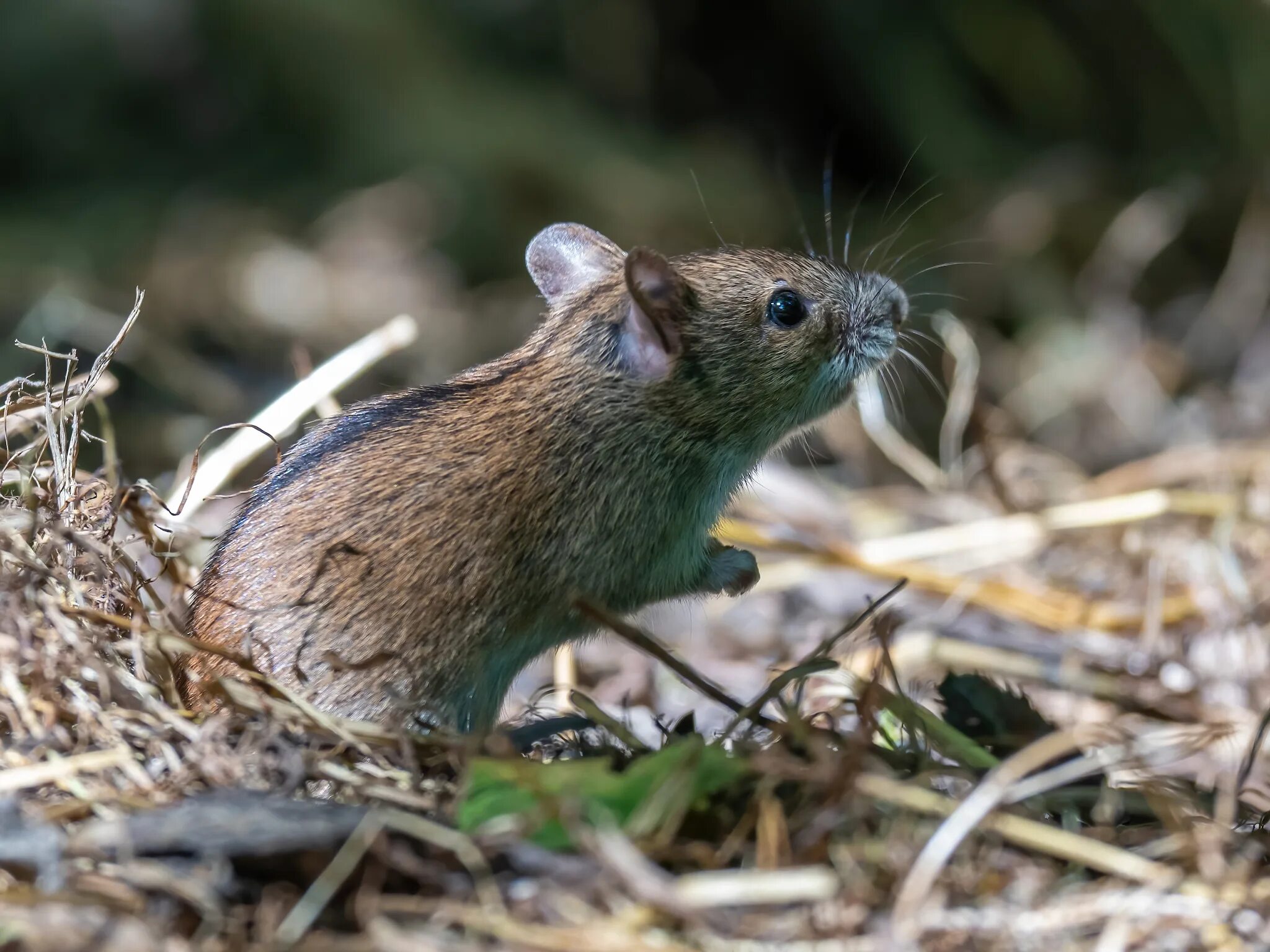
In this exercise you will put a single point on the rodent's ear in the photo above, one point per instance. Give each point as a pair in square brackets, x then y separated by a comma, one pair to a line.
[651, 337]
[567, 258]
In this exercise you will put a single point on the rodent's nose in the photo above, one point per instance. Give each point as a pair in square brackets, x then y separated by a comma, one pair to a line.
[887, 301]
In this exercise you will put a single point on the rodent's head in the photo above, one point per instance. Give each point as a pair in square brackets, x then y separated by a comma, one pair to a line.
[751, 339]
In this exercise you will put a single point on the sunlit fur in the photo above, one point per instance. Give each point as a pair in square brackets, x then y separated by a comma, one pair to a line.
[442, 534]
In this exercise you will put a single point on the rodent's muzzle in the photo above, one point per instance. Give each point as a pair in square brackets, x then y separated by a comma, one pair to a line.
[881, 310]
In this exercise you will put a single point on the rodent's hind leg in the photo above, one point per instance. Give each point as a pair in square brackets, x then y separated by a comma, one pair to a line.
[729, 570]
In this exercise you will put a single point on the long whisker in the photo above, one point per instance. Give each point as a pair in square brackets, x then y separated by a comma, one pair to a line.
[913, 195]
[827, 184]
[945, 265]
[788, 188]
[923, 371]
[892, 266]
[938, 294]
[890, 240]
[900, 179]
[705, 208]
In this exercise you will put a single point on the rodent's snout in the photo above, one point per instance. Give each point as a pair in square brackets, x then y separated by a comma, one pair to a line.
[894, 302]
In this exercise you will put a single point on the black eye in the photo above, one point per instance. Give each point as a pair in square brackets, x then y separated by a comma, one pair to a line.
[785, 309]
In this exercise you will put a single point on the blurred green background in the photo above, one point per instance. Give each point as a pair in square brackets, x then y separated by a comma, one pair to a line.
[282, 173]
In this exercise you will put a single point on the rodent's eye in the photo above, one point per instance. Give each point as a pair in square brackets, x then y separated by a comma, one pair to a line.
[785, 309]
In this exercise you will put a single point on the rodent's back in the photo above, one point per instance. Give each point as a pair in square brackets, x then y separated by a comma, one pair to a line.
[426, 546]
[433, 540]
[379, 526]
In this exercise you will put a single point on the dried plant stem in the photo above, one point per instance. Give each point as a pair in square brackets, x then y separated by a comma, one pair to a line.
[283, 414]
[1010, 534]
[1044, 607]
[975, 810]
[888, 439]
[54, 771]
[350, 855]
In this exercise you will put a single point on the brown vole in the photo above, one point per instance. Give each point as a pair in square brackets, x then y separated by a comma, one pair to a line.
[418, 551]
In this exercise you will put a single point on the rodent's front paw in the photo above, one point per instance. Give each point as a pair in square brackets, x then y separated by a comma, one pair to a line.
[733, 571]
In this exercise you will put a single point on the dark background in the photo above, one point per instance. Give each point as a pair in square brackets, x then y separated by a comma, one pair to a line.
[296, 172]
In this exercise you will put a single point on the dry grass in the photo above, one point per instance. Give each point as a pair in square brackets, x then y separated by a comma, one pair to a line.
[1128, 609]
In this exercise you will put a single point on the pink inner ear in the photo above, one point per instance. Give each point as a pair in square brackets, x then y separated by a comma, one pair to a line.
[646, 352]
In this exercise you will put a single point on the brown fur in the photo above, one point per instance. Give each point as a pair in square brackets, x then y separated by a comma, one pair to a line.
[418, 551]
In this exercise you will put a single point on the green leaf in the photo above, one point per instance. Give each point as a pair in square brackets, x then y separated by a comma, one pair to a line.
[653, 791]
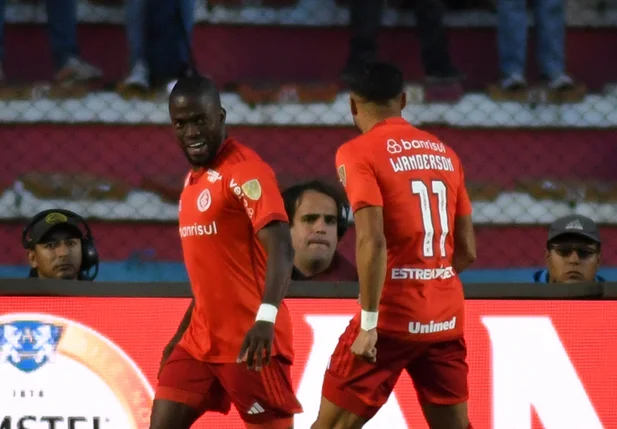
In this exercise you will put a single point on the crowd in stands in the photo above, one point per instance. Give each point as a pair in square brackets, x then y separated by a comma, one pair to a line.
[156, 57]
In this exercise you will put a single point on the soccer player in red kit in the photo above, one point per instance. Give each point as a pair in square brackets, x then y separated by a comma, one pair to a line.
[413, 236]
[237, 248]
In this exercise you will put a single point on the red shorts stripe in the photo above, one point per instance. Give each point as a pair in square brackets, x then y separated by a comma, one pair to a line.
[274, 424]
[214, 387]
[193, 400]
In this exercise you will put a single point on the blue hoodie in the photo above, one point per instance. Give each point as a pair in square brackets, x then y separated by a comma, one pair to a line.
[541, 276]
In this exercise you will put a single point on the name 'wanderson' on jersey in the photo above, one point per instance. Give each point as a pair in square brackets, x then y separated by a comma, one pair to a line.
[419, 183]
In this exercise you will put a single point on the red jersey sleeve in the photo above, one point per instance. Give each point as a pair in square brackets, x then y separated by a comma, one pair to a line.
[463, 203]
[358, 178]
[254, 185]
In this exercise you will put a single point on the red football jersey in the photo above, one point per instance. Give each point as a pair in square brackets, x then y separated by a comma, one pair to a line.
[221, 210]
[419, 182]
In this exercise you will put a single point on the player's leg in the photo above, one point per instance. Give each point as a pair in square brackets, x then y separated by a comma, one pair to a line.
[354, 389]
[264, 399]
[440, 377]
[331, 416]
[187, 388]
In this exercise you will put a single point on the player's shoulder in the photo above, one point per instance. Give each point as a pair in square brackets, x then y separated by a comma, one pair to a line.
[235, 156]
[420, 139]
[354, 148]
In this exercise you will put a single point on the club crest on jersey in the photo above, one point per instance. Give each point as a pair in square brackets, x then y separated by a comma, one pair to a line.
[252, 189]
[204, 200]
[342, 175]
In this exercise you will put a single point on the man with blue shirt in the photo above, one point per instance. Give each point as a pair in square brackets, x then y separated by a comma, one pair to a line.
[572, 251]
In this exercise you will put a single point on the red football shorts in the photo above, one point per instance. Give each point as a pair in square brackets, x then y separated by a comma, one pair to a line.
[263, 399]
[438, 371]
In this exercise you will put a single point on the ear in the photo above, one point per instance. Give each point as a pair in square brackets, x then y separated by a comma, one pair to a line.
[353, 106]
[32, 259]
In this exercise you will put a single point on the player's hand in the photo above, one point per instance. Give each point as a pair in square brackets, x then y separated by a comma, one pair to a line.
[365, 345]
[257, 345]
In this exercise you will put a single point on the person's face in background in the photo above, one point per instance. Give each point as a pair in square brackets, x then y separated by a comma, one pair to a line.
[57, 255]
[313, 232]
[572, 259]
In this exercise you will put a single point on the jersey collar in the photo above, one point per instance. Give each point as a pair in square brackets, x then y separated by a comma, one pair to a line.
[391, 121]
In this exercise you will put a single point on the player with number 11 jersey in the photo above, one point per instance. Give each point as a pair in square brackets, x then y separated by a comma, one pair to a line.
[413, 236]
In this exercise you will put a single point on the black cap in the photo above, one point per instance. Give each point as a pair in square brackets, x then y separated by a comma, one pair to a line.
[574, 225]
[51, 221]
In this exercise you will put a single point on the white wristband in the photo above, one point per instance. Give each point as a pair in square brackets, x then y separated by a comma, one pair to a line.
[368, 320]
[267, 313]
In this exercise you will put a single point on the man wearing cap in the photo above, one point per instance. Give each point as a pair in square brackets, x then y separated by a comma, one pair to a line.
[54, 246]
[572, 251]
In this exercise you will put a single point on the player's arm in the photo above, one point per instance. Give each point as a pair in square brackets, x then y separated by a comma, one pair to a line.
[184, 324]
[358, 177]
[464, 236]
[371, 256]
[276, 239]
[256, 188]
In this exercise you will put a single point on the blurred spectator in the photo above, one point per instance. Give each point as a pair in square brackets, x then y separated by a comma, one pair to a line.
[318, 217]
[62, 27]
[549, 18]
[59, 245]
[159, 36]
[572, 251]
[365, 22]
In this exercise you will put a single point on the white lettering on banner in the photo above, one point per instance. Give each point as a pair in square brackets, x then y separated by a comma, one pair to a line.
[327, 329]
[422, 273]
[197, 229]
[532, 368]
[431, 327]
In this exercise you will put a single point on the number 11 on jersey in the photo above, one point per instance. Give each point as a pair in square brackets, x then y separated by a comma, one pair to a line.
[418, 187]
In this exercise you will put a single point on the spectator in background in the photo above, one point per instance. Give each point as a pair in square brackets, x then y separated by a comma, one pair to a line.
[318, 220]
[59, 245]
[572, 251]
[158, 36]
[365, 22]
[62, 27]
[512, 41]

--

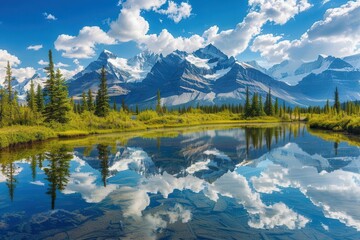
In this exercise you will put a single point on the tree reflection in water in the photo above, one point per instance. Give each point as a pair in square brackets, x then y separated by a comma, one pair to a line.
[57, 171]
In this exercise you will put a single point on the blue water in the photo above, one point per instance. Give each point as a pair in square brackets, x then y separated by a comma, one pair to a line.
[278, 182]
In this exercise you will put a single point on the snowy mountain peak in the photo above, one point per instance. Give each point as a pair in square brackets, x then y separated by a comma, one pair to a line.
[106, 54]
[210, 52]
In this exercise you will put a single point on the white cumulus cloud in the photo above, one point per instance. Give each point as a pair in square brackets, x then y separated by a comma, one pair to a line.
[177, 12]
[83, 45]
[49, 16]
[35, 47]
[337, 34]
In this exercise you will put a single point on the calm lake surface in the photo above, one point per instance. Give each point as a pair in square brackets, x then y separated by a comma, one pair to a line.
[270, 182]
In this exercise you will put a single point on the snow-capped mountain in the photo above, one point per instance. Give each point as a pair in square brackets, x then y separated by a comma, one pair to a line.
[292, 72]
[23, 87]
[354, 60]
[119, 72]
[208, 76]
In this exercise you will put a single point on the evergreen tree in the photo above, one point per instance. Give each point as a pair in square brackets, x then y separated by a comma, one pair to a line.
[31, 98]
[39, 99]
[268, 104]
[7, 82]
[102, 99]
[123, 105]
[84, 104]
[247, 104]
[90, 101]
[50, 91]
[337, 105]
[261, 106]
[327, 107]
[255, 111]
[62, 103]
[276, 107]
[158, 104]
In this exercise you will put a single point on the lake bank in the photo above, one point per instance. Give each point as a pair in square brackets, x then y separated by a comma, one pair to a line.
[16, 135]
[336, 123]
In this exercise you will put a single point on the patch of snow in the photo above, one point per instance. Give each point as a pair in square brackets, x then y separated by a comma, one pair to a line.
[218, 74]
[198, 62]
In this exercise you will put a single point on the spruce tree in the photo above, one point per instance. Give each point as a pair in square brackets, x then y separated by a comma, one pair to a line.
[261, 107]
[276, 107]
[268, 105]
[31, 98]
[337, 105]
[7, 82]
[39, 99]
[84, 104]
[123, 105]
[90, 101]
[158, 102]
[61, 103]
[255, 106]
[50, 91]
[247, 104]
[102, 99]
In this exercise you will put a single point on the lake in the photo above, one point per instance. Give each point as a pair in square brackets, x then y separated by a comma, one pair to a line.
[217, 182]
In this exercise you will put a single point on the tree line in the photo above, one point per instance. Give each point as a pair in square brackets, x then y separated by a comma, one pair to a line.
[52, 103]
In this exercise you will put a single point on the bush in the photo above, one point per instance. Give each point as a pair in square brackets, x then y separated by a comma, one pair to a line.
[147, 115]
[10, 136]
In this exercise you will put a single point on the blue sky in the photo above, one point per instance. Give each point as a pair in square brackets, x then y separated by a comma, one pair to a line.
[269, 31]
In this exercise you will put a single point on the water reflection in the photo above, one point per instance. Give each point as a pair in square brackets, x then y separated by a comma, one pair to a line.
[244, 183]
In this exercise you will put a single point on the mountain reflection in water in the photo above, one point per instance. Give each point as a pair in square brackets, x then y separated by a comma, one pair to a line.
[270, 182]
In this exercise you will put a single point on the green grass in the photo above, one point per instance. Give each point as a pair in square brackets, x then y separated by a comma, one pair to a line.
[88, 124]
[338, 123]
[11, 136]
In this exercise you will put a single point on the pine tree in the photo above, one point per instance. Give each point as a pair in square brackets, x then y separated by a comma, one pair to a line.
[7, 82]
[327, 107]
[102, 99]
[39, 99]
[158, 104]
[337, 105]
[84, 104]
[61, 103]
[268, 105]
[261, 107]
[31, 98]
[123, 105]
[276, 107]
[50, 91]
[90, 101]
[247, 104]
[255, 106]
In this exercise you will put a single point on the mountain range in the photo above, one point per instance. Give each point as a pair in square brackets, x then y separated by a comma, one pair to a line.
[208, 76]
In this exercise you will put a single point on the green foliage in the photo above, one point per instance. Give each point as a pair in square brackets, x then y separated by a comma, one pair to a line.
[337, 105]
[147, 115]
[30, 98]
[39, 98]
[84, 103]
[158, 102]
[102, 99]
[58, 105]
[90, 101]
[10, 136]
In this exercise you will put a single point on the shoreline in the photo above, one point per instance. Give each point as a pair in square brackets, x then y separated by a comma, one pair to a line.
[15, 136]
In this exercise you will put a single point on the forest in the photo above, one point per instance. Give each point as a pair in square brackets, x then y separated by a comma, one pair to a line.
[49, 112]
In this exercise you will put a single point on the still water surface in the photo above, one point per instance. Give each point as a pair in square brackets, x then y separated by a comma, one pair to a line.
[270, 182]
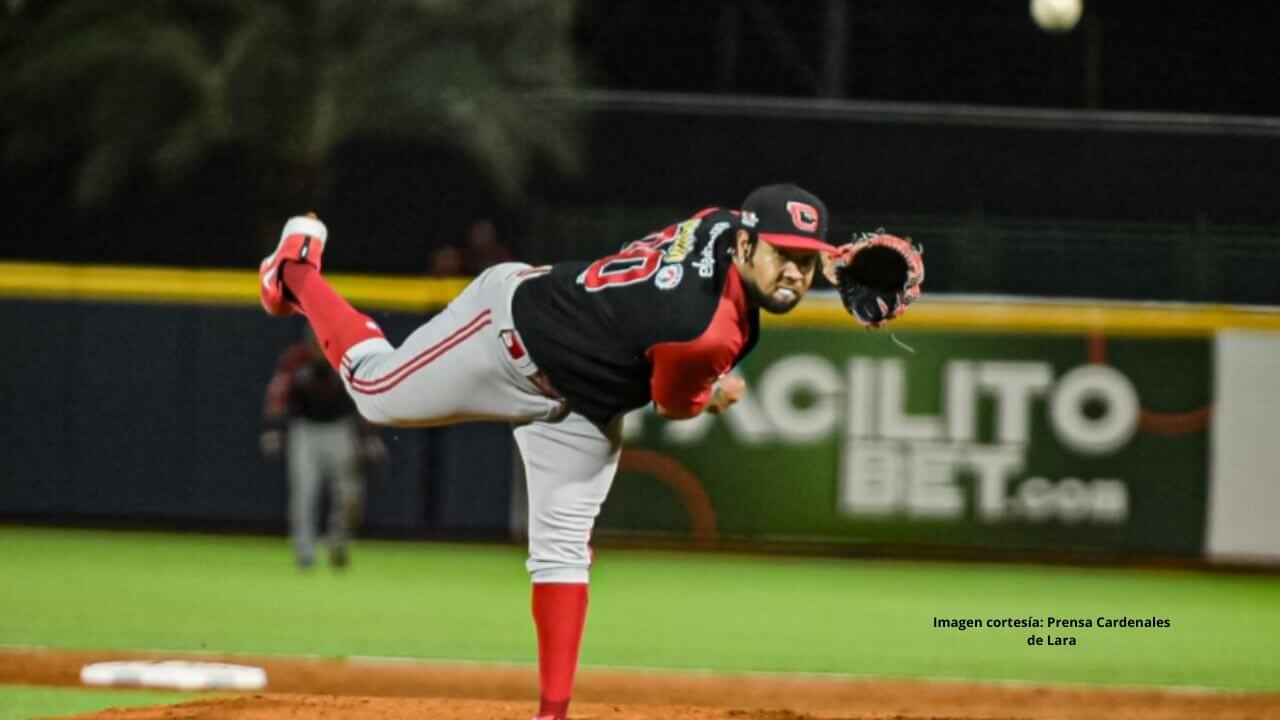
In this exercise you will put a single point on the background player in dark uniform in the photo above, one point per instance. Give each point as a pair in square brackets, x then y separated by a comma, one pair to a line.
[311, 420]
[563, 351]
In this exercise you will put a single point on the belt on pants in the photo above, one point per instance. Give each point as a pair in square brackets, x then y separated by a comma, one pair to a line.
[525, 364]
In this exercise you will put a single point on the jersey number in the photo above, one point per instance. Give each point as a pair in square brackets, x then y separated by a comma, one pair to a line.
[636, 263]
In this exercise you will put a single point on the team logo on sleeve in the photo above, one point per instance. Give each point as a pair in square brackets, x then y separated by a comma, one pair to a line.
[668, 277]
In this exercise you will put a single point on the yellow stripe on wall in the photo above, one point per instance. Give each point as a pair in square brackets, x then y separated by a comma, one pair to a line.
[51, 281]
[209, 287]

* * *

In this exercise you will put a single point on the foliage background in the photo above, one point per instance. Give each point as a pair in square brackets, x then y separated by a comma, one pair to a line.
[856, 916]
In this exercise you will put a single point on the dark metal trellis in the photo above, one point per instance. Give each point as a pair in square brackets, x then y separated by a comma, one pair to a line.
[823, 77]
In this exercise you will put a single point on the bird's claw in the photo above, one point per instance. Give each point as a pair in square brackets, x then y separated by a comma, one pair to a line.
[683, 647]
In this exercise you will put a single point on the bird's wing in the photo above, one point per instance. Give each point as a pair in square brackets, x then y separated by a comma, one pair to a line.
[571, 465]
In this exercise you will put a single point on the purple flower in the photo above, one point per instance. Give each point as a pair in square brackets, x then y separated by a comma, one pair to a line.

WHAT THE TASK REQUIRES
Locate each line of the records above in which the string "shoreline" appears, and reproduce every such line in full.

CORRECT OUTPUT
In this exercise you will put a single point on the shoreline in the photo above, one point per instance. Give each point as a pair in square brackets, x then y separated by a comma, one pair to a line.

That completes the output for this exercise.